Collection entries

▬▬▬▬▬▬▬▬▬▬

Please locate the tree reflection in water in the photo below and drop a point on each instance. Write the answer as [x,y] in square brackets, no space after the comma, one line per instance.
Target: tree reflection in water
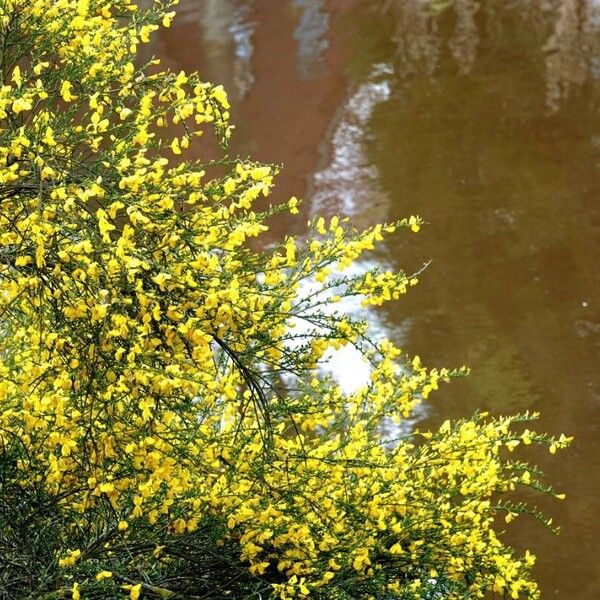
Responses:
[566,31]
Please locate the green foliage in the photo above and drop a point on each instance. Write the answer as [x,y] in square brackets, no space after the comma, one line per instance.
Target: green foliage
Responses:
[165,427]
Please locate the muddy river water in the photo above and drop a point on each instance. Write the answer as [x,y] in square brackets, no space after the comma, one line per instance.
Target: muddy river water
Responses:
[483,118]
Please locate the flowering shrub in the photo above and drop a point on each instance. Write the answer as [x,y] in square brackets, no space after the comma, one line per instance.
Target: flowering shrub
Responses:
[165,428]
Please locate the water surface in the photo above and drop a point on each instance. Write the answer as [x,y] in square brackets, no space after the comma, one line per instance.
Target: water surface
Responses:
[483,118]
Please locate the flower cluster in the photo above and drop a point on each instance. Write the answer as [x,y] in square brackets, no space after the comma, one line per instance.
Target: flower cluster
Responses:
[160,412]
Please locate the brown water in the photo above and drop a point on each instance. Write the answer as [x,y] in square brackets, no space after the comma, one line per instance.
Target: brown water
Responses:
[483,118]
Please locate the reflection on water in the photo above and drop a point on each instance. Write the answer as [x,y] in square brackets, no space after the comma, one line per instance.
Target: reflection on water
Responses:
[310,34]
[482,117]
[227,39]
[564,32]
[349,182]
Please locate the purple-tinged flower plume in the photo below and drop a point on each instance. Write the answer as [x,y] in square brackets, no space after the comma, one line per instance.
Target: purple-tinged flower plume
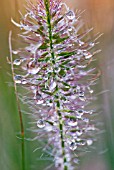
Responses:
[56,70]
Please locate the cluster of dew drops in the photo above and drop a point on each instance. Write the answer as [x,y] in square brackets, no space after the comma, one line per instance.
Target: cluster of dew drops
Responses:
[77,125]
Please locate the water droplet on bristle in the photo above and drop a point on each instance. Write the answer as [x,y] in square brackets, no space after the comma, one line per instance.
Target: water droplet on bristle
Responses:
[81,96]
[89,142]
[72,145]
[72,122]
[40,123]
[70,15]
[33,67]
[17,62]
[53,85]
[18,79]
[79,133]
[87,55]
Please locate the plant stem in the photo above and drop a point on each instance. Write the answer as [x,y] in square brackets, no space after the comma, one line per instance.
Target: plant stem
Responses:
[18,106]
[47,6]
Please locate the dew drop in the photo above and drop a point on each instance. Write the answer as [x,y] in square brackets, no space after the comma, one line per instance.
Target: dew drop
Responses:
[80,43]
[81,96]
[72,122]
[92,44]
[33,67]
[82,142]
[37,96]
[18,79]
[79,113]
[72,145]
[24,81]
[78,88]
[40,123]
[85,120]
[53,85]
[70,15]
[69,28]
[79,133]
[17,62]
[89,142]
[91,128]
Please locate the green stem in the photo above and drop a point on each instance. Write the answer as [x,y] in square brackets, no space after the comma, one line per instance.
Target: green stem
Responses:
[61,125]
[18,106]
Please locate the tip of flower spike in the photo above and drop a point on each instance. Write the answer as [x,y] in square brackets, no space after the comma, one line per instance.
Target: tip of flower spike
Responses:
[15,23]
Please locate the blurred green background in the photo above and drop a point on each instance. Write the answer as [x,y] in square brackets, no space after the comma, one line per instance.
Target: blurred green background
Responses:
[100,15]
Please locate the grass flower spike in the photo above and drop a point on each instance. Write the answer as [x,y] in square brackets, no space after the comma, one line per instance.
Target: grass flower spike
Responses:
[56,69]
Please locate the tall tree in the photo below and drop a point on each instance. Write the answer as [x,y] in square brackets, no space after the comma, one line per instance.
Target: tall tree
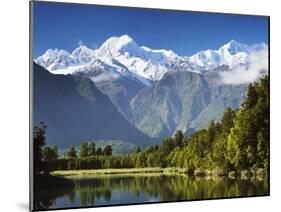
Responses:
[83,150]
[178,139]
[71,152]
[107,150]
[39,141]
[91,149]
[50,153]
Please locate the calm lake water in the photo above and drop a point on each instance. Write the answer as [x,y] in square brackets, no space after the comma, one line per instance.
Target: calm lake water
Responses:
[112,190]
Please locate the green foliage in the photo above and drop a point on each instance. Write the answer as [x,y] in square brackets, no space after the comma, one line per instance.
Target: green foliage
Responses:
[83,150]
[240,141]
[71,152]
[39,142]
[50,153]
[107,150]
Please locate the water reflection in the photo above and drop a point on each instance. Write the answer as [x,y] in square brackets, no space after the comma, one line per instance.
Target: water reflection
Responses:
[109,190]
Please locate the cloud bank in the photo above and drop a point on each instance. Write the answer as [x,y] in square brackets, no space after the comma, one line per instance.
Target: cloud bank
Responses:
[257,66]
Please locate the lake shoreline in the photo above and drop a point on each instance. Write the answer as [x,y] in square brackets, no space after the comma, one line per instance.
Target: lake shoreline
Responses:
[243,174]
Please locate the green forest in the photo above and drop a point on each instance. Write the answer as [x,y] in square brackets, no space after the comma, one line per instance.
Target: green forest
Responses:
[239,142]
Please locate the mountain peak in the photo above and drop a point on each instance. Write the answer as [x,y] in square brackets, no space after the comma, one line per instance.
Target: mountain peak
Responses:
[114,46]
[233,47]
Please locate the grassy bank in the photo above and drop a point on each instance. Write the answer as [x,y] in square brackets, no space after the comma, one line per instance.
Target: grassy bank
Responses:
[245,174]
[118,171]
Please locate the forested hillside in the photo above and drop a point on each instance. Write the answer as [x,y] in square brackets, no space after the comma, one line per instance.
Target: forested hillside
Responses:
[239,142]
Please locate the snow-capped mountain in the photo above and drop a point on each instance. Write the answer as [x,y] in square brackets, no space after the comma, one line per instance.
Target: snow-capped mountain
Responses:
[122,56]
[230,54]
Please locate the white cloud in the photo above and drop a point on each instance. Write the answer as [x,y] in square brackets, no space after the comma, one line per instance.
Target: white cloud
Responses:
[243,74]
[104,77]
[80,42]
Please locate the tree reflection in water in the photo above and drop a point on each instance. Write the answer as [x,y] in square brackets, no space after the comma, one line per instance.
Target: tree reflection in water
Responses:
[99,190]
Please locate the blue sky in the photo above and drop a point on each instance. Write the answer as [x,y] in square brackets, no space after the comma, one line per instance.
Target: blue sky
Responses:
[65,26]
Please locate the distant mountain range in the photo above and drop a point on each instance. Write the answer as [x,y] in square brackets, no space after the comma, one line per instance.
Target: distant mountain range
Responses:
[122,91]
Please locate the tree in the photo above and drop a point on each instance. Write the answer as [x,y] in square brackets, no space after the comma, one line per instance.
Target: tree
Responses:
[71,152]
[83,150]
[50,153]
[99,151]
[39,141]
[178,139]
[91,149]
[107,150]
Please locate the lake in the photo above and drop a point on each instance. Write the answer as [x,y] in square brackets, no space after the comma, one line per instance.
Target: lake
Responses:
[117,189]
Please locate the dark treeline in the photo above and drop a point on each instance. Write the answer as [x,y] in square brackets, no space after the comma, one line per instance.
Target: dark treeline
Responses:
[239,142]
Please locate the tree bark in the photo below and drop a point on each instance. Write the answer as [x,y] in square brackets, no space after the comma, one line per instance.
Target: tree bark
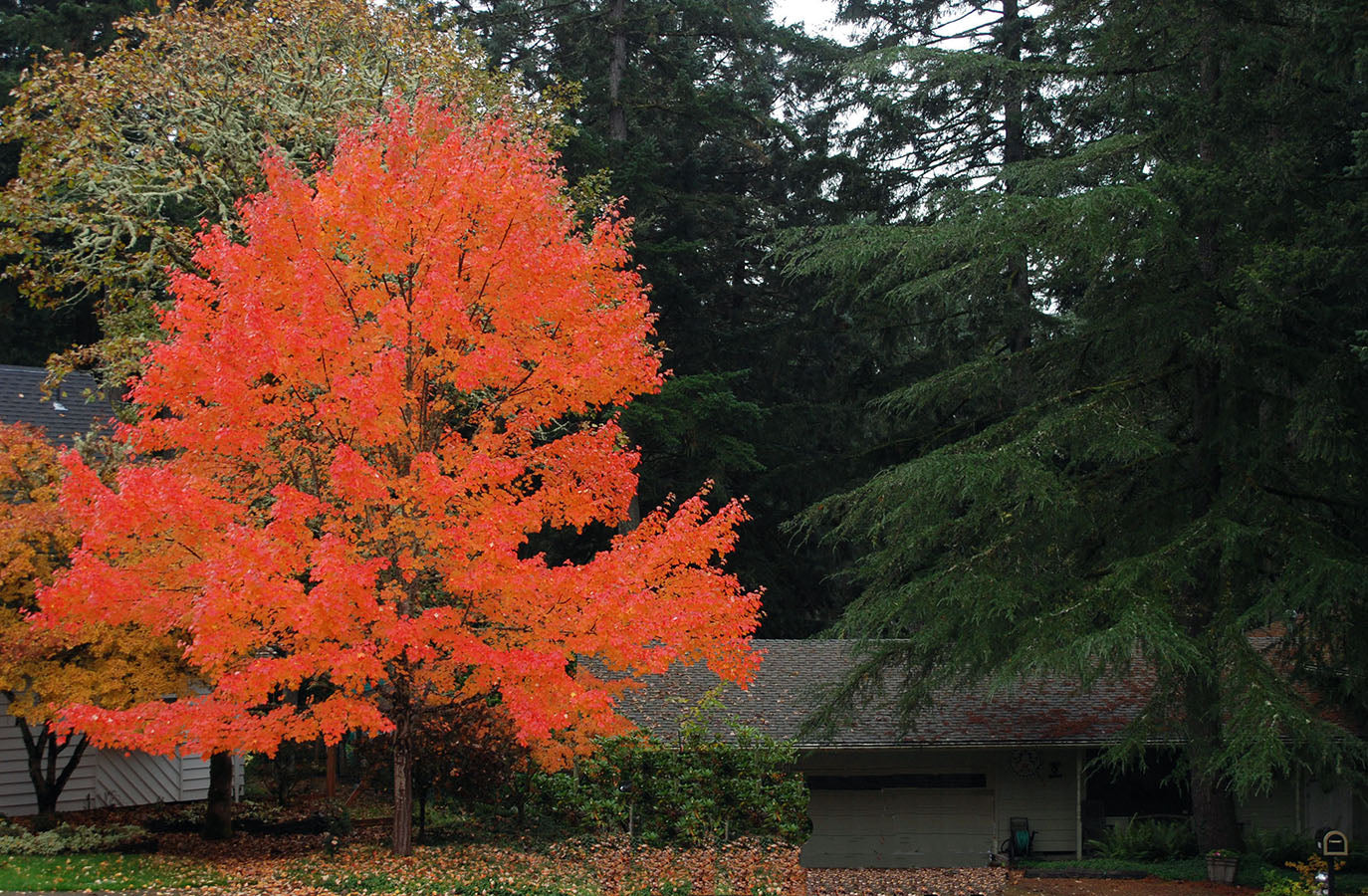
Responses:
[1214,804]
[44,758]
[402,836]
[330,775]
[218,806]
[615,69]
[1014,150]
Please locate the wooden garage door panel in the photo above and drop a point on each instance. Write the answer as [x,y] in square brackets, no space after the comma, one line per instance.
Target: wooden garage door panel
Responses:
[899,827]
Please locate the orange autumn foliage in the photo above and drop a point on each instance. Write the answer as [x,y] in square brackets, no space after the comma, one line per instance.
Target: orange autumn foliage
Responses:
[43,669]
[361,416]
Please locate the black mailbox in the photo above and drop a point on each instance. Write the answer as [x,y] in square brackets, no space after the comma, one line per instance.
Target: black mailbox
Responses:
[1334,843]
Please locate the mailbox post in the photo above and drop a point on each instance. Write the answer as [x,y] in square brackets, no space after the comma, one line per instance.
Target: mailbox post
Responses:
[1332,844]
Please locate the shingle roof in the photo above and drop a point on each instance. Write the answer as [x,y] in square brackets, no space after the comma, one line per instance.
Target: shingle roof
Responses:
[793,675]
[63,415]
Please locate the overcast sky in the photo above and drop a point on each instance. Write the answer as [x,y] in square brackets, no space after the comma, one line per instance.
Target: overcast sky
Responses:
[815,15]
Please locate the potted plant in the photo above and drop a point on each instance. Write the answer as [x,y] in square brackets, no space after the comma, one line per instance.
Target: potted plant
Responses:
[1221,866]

▬▬▬▬▬▬▬▬▬▬

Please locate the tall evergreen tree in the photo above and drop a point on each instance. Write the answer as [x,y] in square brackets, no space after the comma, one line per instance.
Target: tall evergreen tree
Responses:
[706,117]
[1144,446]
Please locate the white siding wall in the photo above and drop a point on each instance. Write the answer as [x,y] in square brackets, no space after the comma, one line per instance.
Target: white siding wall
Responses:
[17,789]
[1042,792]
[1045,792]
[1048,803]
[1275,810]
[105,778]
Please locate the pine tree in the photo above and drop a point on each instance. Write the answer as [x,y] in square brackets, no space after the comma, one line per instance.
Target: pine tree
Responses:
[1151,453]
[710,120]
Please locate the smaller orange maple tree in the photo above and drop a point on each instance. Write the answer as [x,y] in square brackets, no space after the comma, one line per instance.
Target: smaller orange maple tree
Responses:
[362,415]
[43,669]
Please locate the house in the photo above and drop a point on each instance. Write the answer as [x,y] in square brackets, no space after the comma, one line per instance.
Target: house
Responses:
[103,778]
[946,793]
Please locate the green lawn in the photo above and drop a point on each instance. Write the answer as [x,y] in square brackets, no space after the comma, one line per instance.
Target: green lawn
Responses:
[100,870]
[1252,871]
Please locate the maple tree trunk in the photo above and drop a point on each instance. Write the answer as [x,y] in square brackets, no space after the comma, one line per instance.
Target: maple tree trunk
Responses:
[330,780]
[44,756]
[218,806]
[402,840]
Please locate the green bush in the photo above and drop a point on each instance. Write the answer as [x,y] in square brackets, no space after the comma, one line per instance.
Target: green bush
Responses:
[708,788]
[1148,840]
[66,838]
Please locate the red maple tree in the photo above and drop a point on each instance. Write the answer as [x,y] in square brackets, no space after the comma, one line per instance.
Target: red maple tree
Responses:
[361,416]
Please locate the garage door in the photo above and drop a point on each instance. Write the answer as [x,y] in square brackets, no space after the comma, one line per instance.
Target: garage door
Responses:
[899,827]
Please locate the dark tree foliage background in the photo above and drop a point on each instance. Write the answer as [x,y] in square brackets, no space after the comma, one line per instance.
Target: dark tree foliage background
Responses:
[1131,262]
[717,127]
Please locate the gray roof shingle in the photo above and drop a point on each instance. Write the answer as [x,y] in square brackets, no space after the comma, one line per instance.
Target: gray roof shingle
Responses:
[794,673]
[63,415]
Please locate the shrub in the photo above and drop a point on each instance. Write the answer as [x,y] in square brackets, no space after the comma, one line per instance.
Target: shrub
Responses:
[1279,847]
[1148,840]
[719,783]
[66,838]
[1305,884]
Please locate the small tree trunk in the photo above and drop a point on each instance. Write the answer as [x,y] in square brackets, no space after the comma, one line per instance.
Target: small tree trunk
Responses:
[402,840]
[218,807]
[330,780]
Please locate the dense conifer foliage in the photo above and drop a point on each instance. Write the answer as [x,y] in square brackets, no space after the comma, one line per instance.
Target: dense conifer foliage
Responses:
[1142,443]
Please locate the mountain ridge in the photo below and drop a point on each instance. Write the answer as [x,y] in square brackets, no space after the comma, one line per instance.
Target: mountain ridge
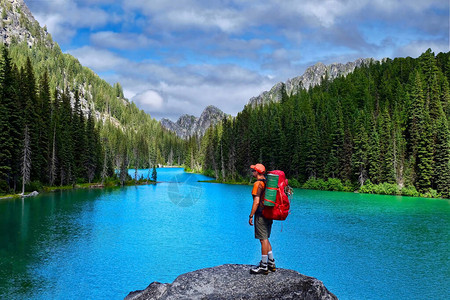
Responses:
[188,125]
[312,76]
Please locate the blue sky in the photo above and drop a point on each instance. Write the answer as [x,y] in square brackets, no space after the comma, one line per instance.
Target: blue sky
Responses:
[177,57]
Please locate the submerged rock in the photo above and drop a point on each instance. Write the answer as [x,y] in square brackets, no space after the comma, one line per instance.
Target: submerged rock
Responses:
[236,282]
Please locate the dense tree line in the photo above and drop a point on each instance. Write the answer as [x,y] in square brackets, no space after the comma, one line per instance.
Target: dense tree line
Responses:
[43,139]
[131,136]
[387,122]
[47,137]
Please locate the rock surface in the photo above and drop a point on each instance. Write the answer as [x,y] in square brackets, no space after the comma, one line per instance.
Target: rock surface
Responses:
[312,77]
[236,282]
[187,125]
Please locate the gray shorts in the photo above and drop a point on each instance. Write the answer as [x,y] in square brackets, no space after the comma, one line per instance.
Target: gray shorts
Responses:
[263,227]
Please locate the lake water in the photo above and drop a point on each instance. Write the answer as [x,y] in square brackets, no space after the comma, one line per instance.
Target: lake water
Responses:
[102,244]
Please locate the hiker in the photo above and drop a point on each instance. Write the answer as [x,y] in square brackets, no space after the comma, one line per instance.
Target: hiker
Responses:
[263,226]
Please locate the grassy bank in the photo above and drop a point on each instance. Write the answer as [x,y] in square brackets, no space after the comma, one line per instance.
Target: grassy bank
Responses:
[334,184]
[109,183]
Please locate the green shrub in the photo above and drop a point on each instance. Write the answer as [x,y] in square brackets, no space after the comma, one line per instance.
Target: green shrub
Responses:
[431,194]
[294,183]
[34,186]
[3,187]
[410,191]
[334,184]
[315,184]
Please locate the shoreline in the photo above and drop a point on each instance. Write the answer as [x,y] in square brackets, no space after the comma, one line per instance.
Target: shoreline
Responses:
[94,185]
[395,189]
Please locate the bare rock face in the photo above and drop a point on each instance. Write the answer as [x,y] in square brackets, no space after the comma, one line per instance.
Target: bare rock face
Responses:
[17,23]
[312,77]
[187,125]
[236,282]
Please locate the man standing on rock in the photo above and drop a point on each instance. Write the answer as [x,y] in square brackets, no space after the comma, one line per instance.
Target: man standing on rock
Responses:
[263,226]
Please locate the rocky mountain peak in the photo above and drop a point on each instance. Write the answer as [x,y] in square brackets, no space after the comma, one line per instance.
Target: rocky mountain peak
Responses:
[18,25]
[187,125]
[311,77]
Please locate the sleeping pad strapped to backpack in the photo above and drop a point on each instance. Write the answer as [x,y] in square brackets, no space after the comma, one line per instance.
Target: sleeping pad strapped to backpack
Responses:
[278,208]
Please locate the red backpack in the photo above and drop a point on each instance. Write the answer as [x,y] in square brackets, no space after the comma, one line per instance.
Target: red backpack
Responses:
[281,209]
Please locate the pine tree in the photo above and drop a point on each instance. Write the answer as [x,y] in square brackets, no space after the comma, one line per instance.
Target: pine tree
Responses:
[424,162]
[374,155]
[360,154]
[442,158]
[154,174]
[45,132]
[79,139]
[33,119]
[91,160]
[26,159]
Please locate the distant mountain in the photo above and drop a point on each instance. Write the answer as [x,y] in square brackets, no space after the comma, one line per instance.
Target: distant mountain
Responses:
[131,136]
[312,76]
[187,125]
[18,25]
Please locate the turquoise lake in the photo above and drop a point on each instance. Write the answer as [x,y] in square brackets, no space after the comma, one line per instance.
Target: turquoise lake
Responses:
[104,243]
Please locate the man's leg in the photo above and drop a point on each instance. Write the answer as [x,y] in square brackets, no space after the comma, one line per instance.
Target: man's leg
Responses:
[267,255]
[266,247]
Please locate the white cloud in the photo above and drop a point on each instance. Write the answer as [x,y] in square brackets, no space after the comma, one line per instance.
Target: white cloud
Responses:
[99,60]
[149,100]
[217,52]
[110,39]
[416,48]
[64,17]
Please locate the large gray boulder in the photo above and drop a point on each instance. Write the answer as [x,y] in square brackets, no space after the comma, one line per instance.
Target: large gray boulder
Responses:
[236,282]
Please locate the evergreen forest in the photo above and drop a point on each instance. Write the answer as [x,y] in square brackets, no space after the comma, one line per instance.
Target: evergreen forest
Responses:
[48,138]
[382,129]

▬▬▬▬▬▬▬▬▬▬

WHAT IS REQUIRED:
Please pull out every line in the records above that contains the string "panel", where uppercase and lowercase letters must match.

WRITTEN ANSWER:
Please locate the wooden garage door panel in the photo above and drop a point on each instance. Write the answer as [x,y] in square brackets, no space after the comma, one line per instance.
Target: wooden garage door panel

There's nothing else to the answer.